- [CONSIGNE DE TRAVAIL]: Poursuivez le texte sur le houblon à partir de sa dernière phrase.

La récolte du houblon a lieu à la fin de l’été. Le houblon en cône doit être conservé au frais, car les substances amères et aromatiques se dégradent sous l’effet de la chaleur et de l’oxygène.
Pellets de houblon
Afin de mieux préserver ses qualités et pour des raisons pratiques, le houblon en cône est aujourd’hui souvent pressé en petits granulés cylindriques, les «pellets», ou raffiné pour obtenir un extrait, les deux formes étant utilisées telles quelles pour la fabrication de la bière.
En Suisse, le houblon est cultivé notamment à Stammheim (ZH), dans le Fricktal (AG), à Wolfwil (SO) et à la chartreuse d’Ittingen, près de Frauenfeld. On compte une dizaine de cultivateurs de houblon, qui produisent une récolte annuelle d’environ 30 t, ce qui couvre à peu près 10 % des besoins en houblon du secteur brassicole suisse. Les importations proviennent essentiellement d’Allemagne, l’un des principaux producteurs de houblon. La plus grande culture d’un seul tenant au monde se trouve dans la région de l’Hallertau, en Bavière. Mais la Suisse s’approvisionne aussi en houblon et produits du houblon aux États-Unis, en Grande-Bretagne et en Slovénie.

- [DONNÉES DISPONIBLES]:
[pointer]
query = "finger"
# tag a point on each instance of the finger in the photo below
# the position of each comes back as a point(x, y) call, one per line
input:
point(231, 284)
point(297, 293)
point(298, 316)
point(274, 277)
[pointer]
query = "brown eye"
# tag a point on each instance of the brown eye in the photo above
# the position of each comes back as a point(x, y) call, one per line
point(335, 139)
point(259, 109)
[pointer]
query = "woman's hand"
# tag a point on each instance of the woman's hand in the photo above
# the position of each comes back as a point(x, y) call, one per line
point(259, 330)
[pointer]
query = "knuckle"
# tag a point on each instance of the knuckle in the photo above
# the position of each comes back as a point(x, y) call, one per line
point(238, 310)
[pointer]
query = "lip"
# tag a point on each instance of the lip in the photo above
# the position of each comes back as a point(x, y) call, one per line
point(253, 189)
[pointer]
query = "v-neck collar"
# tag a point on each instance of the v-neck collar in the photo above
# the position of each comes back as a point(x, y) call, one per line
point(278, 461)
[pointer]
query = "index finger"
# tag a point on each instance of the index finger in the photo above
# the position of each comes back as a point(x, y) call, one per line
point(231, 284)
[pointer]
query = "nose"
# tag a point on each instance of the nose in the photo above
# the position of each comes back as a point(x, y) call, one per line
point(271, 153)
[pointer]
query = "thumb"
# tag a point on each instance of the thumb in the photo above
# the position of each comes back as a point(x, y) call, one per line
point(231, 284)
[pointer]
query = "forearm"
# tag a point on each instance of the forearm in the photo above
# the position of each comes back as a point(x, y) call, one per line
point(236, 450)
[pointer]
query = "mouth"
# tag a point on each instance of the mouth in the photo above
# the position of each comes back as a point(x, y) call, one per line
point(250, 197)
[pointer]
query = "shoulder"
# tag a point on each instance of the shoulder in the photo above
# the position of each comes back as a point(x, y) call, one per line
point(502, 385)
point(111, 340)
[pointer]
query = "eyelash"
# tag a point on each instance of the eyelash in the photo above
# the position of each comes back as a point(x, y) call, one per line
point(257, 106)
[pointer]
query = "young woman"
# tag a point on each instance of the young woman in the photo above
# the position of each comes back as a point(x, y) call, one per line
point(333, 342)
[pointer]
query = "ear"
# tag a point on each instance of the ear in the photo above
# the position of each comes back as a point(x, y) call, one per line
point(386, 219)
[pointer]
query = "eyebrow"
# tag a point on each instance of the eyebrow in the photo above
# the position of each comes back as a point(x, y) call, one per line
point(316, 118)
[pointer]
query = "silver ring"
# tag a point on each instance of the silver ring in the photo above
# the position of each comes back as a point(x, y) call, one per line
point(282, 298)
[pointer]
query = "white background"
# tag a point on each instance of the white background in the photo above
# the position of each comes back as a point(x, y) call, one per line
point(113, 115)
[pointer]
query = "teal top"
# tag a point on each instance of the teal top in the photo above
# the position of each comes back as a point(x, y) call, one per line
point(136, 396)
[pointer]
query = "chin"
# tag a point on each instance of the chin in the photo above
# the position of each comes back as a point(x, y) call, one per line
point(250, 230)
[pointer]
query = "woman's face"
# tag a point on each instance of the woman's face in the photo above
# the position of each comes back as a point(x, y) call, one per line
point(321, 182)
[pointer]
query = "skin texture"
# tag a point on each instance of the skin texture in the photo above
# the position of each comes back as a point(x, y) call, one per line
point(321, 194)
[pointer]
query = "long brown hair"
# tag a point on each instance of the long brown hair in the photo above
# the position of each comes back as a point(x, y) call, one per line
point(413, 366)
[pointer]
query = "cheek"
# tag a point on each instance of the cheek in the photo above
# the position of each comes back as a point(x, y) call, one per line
--
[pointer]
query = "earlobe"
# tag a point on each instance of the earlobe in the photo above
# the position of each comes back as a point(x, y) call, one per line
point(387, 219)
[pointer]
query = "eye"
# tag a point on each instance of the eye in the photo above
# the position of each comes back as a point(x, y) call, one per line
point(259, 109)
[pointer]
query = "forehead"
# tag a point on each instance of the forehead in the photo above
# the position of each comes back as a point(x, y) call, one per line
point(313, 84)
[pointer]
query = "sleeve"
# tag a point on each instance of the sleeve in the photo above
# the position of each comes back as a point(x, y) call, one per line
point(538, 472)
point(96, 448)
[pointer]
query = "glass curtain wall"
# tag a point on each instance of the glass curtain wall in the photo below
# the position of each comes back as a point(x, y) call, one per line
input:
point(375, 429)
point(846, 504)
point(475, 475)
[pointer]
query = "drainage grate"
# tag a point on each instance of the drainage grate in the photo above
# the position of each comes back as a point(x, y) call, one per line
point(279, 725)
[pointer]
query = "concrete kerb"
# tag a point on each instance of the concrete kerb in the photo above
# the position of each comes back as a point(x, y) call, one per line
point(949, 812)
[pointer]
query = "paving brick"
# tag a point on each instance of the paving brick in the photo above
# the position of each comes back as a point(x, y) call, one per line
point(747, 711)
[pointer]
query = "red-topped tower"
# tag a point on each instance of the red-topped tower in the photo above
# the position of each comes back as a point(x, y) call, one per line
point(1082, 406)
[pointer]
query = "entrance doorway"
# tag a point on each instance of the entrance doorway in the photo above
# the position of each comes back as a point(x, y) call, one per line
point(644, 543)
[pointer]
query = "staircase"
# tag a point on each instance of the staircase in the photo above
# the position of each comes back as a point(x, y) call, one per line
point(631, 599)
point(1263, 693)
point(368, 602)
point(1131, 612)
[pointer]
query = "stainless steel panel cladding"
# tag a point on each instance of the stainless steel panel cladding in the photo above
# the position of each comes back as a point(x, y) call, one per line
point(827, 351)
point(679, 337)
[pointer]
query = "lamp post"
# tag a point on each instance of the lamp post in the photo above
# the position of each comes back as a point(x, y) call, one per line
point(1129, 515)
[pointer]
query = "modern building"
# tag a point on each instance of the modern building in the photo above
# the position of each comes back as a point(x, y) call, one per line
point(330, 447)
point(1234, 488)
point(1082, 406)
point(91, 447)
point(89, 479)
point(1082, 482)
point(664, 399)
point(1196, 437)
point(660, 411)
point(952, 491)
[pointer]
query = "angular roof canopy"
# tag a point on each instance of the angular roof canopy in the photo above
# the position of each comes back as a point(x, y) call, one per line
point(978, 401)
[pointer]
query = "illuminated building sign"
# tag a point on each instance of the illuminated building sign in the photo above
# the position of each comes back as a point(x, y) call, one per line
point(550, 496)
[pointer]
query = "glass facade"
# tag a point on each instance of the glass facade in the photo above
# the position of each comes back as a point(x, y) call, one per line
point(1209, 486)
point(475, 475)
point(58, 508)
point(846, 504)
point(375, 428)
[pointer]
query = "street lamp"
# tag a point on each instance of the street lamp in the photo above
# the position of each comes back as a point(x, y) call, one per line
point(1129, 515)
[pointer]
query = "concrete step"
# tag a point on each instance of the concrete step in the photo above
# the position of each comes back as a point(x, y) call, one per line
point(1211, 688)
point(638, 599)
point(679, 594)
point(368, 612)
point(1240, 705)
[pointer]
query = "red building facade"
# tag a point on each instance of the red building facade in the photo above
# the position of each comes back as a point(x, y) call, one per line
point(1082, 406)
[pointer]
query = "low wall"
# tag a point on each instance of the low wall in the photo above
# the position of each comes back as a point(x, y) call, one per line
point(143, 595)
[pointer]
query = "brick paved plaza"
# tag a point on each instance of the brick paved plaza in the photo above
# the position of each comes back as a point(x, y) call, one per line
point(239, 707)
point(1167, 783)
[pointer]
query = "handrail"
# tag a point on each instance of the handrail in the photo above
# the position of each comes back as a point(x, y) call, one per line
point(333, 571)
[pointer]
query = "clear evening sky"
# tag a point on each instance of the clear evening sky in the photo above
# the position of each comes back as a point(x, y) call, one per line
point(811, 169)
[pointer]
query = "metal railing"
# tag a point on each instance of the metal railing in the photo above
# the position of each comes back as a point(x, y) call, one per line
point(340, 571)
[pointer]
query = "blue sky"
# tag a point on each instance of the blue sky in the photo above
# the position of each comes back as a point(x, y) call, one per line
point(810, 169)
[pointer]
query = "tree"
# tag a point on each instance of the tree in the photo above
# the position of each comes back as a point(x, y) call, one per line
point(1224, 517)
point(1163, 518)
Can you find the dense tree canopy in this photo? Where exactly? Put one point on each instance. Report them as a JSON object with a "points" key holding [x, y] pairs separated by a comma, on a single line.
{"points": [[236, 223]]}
--
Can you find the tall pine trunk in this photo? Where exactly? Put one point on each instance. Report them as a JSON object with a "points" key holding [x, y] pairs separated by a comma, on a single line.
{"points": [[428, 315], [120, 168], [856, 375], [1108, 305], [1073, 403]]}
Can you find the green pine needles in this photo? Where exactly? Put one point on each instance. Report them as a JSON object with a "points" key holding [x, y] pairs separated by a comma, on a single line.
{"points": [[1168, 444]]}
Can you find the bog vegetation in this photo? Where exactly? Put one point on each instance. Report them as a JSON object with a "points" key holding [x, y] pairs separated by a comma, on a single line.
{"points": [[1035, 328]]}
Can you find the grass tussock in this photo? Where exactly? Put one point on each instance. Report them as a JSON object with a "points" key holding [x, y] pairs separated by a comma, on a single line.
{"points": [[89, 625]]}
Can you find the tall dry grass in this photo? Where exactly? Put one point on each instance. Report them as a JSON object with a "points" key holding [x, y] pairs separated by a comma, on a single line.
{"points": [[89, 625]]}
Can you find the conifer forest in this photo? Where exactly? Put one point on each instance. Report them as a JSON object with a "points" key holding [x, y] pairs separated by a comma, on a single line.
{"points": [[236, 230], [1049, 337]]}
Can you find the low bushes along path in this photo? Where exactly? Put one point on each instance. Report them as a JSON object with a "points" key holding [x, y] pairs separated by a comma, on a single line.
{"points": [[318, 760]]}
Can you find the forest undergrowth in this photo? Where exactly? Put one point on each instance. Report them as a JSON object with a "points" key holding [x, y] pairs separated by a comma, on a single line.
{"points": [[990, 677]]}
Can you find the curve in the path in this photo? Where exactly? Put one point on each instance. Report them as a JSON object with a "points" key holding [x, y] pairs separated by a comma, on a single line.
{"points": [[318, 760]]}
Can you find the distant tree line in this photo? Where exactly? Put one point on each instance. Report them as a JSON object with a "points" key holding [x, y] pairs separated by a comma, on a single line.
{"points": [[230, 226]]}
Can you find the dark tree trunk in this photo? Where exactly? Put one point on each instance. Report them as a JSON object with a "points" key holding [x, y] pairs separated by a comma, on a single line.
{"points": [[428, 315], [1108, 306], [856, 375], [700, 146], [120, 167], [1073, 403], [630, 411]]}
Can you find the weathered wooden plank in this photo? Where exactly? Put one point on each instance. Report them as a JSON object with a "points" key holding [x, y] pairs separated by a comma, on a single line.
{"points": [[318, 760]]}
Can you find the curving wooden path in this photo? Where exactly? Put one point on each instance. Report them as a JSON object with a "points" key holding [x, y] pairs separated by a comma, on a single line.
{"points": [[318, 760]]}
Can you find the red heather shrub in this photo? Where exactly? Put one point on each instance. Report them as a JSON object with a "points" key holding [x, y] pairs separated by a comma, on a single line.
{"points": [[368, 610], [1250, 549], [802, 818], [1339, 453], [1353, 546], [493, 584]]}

- [RÉPONSE ATTENDUE]:
L’eau
Avec une part supérieure à 90 %, l’eau est la composante principale de la bière; elle revêt une grande importance pour le brasseur. Les exigences de qualité des brasseries dépassent en règle générale celles applicables à l’eau du robinet. L’eau doit être fraîche, pauvre en calcaire et présenter des propriétés bactériologiques et physico-chimiques irréprochables.
Eau
Le degré de dureté de l’eau est déterminant. Pour une bière blonde, on se servira généralement d’une eau douce, alors qu’une eau plus dure pourra être utilisée pour les bières brunes. Une eau trop calcaire peut, dans certains cas, assombrir la bière et provoquer un goût légèrement âcre, car la substance réagit avec des produits du malt. Autrefois, en l’absence de techniques de traitement, la qualité de l’eau était un aspect déterminant pour le choix du site d’implantation d’une brasserie.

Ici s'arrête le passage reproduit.